# TEXT SEGMENT:

━━━━━━━━━━━━━━━━━━━━━━━━━━━━━━

Consider this hypothetical and morbid scenario. You happen to be American (No offense meant, American friends). You, or someone dear, were diagnosed with a heart condition that requires an operation. You do not have insurance, or you have partial coverage for what the surgery and materials your physician proposed. You then say to your doctor: “..but Doc, that sounds way too expensive, what can you do for half of that amount? Are there any cheaper prosthetics you can use, perhaps?” I hardly think many people, given the absence of other confounding factors, would bargain their health away. Would YOU bargain it away? I highly doubt it.

━━━━━━━━━━━━━━━━━━━━━━━━━━━━━━

# PROBLEM TO SOLVE:
Write the next part of the passage about haggling over the cost of heart surgery, picking up after its final sentence.

━━━━━━━━━━━━━━━━━━━━━━━━━━━━━━

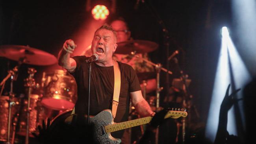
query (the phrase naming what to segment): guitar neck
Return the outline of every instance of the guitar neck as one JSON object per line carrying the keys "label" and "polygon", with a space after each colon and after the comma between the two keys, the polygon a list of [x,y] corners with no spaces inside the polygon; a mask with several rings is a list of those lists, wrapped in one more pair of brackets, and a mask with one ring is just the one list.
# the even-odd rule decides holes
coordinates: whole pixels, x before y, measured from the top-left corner
{"label": "guitar neck", "polygon": [[[169,111],[164,117],[164,118],[177,118],[180,116],[186,117],[187,113],[186,112]],[[107,133],[111,133],[121,130],[132,127],[136,126],[149,123],[153,117],[147,116],[144,118],[131,120],[126,122],[110,124],[104,127]]]}

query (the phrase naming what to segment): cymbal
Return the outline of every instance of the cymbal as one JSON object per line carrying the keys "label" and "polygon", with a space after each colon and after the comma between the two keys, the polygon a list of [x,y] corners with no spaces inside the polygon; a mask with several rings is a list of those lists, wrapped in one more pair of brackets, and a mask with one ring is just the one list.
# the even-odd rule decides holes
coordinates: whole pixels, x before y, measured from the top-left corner
{"label": "cymbal", "polygon": [[115,52],[119,54],[130,54],[136,51],[136,54],[147,53],[156,50],[158,45],[145,40],[132,40],[117,43],[117,48]]}
{"label": "cymbal", "polygon": [[36,48],[22,45],[0,46],[0,57],[23,63],[39,66],[52,65],[57,63],[54,55]]}
{"label": "cymbal", "polygon": [[143,83],[143,80],[155,79],[156,77],[156,72],[139,72],[136,74],[140,83]]}

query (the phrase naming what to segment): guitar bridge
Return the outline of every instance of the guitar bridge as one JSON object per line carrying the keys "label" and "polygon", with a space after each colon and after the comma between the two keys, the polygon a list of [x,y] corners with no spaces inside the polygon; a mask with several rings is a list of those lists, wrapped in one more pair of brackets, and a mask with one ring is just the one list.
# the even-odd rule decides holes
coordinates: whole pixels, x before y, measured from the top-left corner
{"label": "guitar bridge", "polygon": [[101,130],[101,132],[102,132],[102,135],[105,134],[105,131],[104,131],[104,128],[103,126],[100,126],[100,130]]}

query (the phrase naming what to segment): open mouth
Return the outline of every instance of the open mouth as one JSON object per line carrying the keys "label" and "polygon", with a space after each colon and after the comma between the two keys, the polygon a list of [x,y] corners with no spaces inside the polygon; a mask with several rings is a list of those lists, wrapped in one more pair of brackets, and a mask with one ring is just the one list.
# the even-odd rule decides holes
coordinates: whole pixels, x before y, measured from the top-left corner
{"label": "open mouth", "polygon": [[103,49],[102,48],[97,48],[97,52],[98,52],[100,54],[102,54],[104,52],[104,51],[103,50]]}

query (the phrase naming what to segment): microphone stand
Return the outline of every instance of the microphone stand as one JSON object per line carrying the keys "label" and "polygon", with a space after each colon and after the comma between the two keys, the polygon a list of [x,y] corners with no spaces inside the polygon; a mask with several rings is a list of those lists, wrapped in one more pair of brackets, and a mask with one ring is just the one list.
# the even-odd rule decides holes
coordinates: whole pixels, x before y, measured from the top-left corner
{"label": "microphone stand", "polygon": [[16,81],[17,79],[18,75],[18,72],[19,71],[19,68],[22,63],[22,61],[19,61],[19,64],[17,66],[15,66],[12,70],[10,70],[8,71],[8,74],[3,79],[0,83],[0,86],[2,87],[2,90],[1,90],[1,93],[0,96],[2,96],[2,90],[4,89],[4,87],[5,84],[6,82],[10,78],[11,78],[11,84],[10,84],[10,90],[9,93],[9,98],[8,100],[8,126],[7,129],[7,144],[10,144],[10,127],[11,127],[11,107],[14,106],[15,104],[15,102],[12,101],[12,98],[14,96],[13,93],[13,81]]}
{"label": "microphone stand", "polygon": [[91,89],[91,63],[92,62],[91,61],[89,63],[89,69],[88,70],[89,72],[89,83],[88,84],[88,114],[87,120],[88,121],[88,126],[89,126],[90,124],[90,92]]}

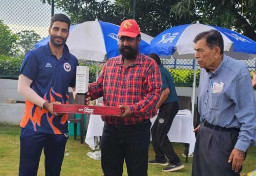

━━━━━━━━━━━━━━━━━━━━━━━━━━━━━━

# ANSWER FOR THIS EXERCISE:
Yet so many people have no problem bargaining away the health of their teeth. Those same people often forget that teeth are tiny organs. Teeth are living tissues! Imagine if our endoskeleton was an exoskeleton, and our vitality depended on keeping it intact. Wouldn’t you expend a lot of energy to protect it from the elements? Think about it. Think about all the harsh things we bathe our teeth in and bash them against day in and day out; hot things, cold things, acidic things, crunchy things, spongy things, hard things, not to mention the interminable number of unintended, exotic tasks like ripping tape or cloth, biting nails or pens, and some might even go as far as carrying objects with them. Still, you might say, “You’re right but they’re still just teeth you know.” To which I respond by saying: “What I definitely know is that I want to keep enjoying bread well into my 70s and even 80s, and how I want to remain agile and active at that age too.” Tooth health is total health. It is a state of mind.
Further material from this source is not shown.